■ **Task statement**:
Could you return every one of the records below, line for line and without a single change?

■ **Entries shown**:
* * * * * * * * *

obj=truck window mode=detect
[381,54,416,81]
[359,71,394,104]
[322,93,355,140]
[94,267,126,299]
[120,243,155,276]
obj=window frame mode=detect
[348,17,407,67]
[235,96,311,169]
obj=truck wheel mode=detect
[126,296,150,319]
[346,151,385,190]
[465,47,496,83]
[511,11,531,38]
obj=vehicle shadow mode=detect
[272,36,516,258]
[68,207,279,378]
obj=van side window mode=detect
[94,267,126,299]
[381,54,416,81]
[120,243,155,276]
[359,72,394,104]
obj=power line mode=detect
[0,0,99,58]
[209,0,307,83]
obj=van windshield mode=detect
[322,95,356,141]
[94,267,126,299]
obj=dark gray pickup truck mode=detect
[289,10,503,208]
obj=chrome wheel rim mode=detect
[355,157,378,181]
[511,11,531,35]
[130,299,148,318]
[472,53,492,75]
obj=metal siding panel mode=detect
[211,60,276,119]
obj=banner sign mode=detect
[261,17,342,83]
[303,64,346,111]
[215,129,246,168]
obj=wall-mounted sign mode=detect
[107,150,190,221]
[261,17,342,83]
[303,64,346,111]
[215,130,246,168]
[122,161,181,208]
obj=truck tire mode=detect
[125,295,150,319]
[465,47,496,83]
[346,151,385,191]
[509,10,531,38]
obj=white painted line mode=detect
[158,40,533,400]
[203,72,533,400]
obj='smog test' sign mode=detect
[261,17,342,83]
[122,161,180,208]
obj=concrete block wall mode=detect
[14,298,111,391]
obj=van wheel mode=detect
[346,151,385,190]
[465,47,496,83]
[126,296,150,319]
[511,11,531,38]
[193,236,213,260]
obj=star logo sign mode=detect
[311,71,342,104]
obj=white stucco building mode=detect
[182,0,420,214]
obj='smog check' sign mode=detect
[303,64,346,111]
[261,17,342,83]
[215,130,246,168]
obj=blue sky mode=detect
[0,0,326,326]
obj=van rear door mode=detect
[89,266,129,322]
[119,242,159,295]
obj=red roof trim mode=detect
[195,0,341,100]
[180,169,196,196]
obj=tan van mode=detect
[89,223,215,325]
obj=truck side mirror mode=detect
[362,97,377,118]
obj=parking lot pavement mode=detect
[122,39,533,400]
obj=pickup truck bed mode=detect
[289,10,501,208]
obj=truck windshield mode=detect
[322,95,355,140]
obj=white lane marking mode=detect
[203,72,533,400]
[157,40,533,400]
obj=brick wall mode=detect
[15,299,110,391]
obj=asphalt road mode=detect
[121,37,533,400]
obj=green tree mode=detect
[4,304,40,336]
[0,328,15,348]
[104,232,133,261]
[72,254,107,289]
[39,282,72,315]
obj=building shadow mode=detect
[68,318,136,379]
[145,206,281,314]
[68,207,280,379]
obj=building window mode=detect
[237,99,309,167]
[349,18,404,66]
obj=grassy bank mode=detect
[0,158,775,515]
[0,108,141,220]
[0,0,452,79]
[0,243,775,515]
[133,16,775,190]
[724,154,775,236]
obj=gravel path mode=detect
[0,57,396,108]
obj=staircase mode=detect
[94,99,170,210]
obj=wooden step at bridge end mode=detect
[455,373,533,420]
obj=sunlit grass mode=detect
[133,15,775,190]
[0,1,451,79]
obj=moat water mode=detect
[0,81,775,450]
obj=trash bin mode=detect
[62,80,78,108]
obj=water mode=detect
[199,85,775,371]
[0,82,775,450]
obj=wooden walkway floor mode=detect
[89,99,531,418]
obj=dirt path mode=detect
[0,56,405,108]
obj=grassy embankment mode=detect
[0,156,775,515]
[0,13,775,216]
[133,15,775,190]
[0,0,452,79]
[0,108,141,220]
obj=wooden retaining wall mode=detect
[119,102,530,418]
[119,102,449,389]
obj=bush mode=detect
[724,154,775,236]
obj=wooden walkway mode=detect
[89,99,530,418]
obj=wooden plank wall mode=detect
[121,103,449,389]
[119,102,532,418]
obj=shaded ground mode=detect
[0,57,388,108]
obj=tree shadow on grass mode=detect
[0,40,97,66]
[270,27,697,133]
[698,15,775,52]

* * * * * * * * *

■ **Exercise solution**:
obj=truck window mode=detect
[381,54,416,81]
[359,71,394,104]
[322,93,355,140]
[94,267,126,299]
[120,243,155,276]
obj=window frame mode=detect
[348,17,407,67]
[235,96,311,169]
obj=truck wheel mode=detect
[126,296,150,319]
[346,151,385,190]
[465,47,496,83]
[511,11,531,38]
obj=vehicle shadow mode=detect
[272,36,516,258]
[68,207,279,378]
obj=van side window mode=detect
[94,267,126,299]
[381,54,416,81]
[120,243,155,276]
[359,72,394,104]
obj=power line mode=detect
[0,0,99,58]
[209,0,307,83]
obj=van windshield mode=detect
[322,95,356,141]
[94,267,126,299]
obj=dark gray pickup truck mode=detect
[289,10,503,208]
obj=chrome wheel rim mode=detect
[355,157,378,181]
[511,11,531,35]
[130,299,148,318]
[472,53,492,75]
obj=metal siding panel mode=detect
[211,60,276,119]
obj=banner sign mode=detect
[261,17,342,83]
[303,64,346,111]
[215,129,246,168]
obj=wall-mounted sign mode=detect
[107,150,190,221]
[261,17,342,83]
[303,64,346,111]
[215,130,246,168]
[122,161,181,208]
obj=truck tire mode=detect
[125,295,150,319]
[465,47,496,83]
[346,151,385,191]
[509,10,531,38]
obj=white painted line mode=detect
[158,40,533,400]
[203,72,533,400]
obj='smog test' sign mode=detect
[261,17,342,83]
[122,161,180,208]
obj=concrete block wall mode=detect
[14,298,111,391]
obj=van wheel mode=detect
[346,151,385,190]
[465,47,496,83]
[126,296,150,319]
[511,11,531,38]
[193,236,213,260]
obj=star logo sign mode=detect
[311,71,342,104]
obj=white stucco building mode=detect
[182,0,420,214]
obj='smog check' sign mode=detect
[303,64,346,111]
[261,17,342,83]
[215,130,246,168]
obj=blue sky mode=detect
[0,0,326,326]
obj=van rear door mode=detect
[89,266,129,322]
[119,242,159,295]
obj=red roof trim mode=detect
[195,0,341,100]
[180,169,196,196]
obj=tan van mode=detect
[89,223,215,325]
obj=truck side mirror mode=detect
[362,97,377,118]
obj=parking lot pavement mode=detect
[122,39,533,400]
obj=pickup truck bed mode=detect
[289,10,501,208]
obj=truck windshield mode=detect
[322,95,355,140]
obj=white lane marking mode=detect
[203,72,533,400]
[157,40,533,400]
obj=brick wall mode=detect
[15,299,110,391]
obj=asphalt road mode=detect
[121,37,533,400]
obj=green tree mode=detect
[4,304,40,336]
[0,328,15,348]
[104,232,133,261]
[72,254,107,289]
[39,282,72,315]
obj=building shadow mode=detect
[68,318,136,379]
[145,206,281,314]
[68,207,280,379]
obj=building window mode=detect
[237,99,309,167]
[349,18,404,66]
obj=grassy bank mode=detect
[0,158,775,515]
[0,108,141,220]
[0,0,452,79]
[0,243,775,515]
[133,16,775,190]
[724,154,775,236]
obj=gravel path mode=detect
[0,57,396,108]
obj=staircase mode=detect
[94,99,170,210]
obj=wooden step at bridge end mode=detect
[455,373,533,420]
obj=sunlit grass mode=detect
[133,15,775,190]
[0,1,451,79]
obj=moat water mode=detect
[0,81,775,450]
obj=trash bin mode=detect
[62,80,78,108]
obj=water mode=detect
[199,85,775,371]
[0,82,775,450]
obj=wooden walkway floor mode=detect
[89,99,531,418]
obj=dirt path mode=detect
[0,56,405,108]
obj=grassy embankment mode=detect
[0,156,775,515]
[0,13,775,216]
[133,15,775,190]
[0,0,452,79]
[0,108,141,220]
obj=wooden retaining wall mode=detect
[119,102,530,418]
[119,102,449,389]
obj=bush mode=detect
[724,154,775,236]
obj=wooden walkway mode=detect
[89,99,530,418]
obj=wooden plank wall mode=detect
[121,103,449,389]
[119,102,532,418]
obj=shaded ground mode=detect
[0,57,388,108]
obj=tree shadow on grass mode=detect
[0,40,97,66]
[270,27,697,133]
[698,15,775,52]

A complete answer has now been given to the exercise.